_Problem description:_ State the number of lines in the entries below that contain the string "fallen", treating uppercase and lowercase letters as distinct. Give only the number.

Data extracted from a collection
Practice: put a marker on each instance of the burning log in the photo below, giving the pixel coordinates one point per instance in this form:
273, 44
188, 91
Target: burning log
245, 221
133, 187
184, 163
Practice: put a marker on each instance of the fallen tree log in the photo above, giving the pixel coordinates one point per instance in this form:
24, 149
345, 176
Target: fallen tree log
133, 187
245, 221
--
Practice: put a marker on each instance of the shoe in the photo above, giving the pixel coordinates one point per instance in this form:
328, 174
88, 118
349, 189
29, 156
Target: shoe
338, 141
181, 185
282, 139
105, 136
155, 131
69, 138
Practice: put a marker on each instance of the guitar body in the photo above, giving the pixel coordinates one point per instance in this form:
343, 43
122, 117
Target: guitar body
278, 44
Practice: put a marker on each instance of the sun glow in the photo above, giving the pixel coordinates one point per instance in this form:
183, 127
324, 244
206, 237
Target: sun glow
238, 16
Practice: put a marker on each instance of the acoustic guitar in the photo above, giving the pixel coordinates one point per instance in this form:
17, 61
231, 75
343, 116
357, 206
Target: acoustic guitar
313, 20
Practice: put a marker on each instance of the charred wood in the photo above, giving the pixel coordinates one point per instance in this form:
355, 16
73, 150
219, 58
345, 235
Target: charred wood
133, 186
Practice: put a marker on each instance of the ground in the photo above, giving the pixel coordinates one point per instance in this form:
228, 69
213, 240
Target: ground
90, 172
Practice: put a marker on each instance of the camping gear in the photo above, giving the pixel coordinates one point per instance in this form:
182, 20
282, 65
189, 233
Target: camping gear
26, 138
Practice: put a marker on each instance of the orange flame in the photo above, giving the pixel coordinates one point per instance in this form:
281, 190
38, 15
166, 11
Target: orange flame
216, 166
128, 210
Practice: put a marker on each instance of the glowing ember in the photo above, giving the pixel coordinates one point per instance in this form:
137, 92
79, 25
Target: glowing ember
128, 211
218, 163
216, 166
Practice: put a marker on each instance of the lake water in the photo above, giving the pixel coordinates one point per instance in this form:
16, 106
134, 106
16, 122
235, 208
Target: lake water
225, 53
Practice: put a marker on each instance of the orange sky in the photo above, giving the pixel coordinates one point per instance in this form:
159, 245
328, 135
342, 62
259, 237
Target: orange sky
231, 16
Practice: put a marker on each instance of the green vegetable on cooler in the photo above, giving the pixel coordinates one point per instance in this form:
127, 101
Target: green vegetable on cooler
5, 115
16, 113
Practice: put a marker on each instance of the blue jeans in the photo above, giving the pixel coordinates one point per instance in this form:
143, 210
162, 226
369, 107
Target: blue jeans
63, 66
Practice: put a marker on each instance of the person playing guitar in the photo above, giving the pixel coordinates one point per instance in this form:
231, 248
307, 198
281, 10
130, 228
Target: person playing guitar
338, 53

_Solution below:_ 2